DOCUMENT EXCERPT:
The Law and Ethics of Digital Piracy
Evidence from Harvard Law School Graduates
Harvard Law School is one of the top law schools in the world and educates the intellectual and financial elites. Lawyers are held to the highest professional and ethical standards. And yet, when it comes to digital piracy, they overwhelmingly perceive file sharing as an acceptable social practice – as long as individuals do not derive monetary benefits from it. So should digital files be considered a commons? In this talk, Dariusz and Jerome will identify and discuss the social and economic contexts in which file sharing is considered more or less acceptable by law practitioners. In the process, they will foster a conversation on the possible changes in regulation that would allow us to catch up with the established social norm.
Notes from the Talk
Peer to peer file sharing in the early 2000s resulted in an explosion of digital media consumption. Out of this context emerged the legal challenge of thinking about copyright protections for “digital goods.” In their recent talk, Dariusz Jemielniak and Jérôme Herguex presented their research on the social acceptability of file sharing amongst international LLM students at Harvard Law School (note: this study was financed from Polish National Science Center grant no. UMO-2015/19/B/HS4/03223).

EXTRACTED INFORMATION:
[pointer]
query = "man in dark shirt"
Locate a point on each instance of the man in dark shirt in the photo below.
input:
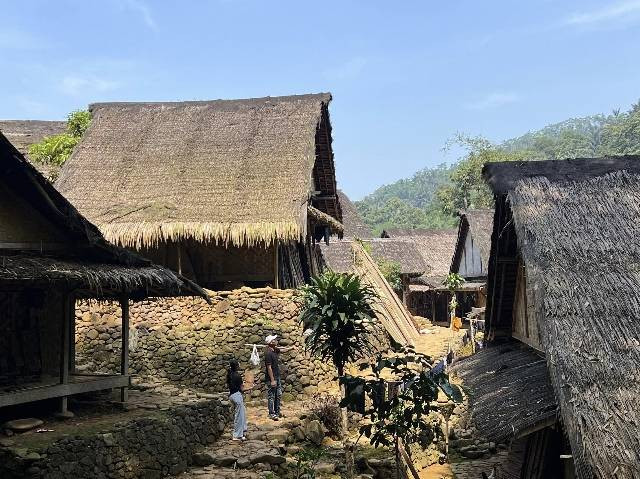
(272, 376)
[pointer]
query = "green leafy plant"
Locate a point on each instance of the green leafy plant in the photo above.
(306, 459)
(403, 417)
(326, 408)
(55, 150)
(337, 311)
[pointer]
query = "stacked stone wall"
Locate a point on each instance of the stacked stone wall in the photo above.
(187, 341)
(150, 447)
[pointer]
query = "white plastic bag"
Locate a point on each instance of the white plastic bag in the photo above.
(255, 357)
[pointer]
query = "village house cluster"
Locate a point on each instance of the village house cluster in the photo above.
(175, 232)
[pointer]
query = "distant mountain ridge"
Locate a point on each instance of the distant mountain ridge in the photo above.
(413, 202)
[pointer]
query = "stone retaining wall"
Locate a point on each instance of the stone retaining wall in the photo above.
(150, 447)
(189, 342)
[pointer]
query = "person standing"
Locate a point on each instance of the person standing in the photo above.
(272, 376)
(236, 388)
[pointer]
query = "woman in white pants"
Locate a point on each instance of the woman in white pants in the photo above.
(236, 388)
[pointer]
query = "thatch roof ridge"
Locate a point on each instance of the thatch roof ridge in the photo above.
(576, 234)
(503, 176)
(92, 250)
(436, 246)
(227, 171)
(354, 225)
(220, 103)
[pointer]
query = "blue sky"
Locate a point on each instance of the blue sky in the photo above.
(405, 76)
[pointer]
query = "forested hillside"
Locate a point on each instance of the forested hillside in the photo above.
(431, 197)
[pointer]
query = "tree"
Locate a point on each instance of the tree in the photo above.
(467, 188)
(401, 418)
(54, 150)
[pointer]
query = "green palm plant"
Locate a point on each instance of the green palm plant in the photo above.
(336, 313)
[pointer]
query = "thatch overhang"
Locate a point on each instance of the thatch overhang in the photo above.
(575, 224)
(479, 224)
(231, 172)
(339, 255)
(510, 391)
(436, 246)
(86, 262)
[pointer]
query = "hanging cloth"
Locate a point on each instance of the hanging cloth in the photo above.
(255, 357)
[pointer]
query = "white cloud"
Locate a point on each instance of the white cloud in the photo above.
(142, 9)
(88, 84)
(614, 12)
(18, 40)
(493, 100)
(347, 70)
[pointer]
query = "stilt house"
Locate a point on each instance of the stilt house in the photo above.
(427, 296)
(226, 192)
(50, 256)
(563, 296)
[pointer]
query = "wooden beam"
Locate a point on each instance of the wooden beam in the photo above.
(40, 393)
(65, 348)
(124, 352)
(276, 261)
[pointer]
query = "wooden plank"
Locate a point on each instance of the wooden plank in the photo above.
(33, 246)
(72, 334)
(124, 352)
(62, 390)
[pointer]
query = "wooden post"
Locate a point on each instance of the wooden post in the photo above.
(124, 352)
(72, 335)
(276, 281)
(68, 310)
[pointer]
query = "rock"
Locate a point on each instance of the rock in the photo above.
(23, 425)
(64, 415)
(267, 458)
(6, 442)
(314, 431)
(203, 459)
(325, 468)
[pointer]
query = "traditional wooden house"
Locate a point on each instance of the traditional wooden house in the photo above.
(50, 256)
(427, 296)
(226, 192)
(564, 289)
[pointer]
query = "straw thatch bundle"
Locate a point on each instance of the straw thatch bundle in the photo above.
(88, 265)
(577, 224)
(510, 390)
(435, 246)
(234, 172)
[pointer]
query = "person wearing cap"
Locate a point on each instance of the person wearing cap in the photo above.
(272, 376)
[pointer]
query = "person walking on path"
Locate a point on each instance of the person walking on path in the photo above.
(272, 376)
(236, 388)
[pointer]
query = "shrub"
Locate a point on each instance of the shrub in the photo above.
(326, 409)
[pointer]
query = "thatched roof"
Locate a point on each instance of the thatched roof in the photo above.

PROBLEM SET:
a - Answer these about the digital piracy text, one per line:
(i) What standards are lawyers held to?
(ii) What led to an explosion of digital media consumption in the early 2000s?
(iii) Which group of students did the research study?
b - Retype a passage of the digital piracy text word for word. Begin at the words "Notes from the" and stop after "grant no. UMO-2015/19/B/HS4/03223).".

SOLUTIONS FOR EACH TASK:
a -
(i) The highest professional and ethical standards.
(ii) Peer to peer file sharing.
(iii) International LLM students at Harvard Law School.

b -
Notes from the Talk
Peer to peer file sharing in the early 2000s resulted in an explosion of digital media consumption. Out of this context emerged the legal challenge of thinking about copyright protections for “digital goods.” In their recent talk, Dariusz Jemielniak and Jérôme Herguex presented their research on the social acceptability of file sharing amongst international LLM students at Harvard Law School (note: this study was financed from Polish National Science Center grant no. UMO-2015/19/B/HS4/03223).